Please carry on the text about Arizona patients and the state's abortion ban, starting after its last sentence.
***** Reading text *****
Arizona patients paid the price.
In 1983, when Nicole was raped at 11 years old, she was too young to understand the signs of pregnancy for herself. Her mother noticed she was pregnant and together they got her the abortion care she needed. Today, under Arizona’s current overly restrictive abortion ban, a childhood rape victim would be forced to give birth to her attacker’s child.
In 2020, Morgan was pregnant with twins when she learned that one fetus was not viable. Unable to get the specialized abortion she needed in Arizona, Morgan and her husband had to leave the state to get the procedure she needed. Without access to in-state reproductive health care services, Morgan’s and her daughter’s lives were both put at risk.
In 2023, when Ashley was 20 weeks pregnant with her first child, she learned the fetus would not survive. Rather than giving her the medical care she needed, under Arizona’s current abortion ban she was forced to wait for days for the fetus to die and her own body to develop serious medical problems before Arizona doctors were allowed to give her care. What should have been a simple procedure took triple the amount of time and was significantly more complex because her health care team was forced by law to delay her care.
***** Data block *****
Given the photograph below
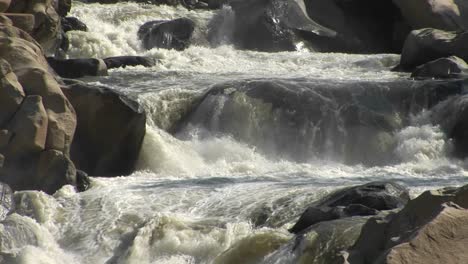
*****
### Response below
It is stories like these, and so many others, that make this the issue that will define Arizona’s election cycle.
Arizona is one of a handful of states that allows constitutional amendments through the citizen ballot initiative process and so, in the summer of 2023, a coalition of statewide and national organizations with a commitment to reproductive freedom and voting rights came together to create Arizona for Abortion Access with the goal of using direct democracy to restore and expand the rights that the U.S. Supreme Court and the state government had taken away.
Proposition 139 the Arizona Abortion Access Act would:
- Establish a fundamental right to abortion,
- Prevent the government from passing laws that restrict access to abortion health care before fetal viability,
- Protect access to abortion after fetal viability if the health care provider determines an abortion is needed to protect the life or health of the patient and finally
- Prevent the state from penalizing someone assisting a patient who seeks abortion care.
Prop. 139 preserves health and safety standards and returns control of reproductive decisions to women and their doctors.
And so, in the fall of 2023, more than 7,000 volunteers fanned out across the state to collect signatures to get the Arizona Abortion Access Act on the ballot in November. After several months of extremely successful signature-collecting, we submitted the largest number of signatures ever for a citizens’ initiative. One in five Arizonans signed this petition, representing every county, every background and every political party. Arizonans have loudly said that they want to decide this issue directly, for themselves.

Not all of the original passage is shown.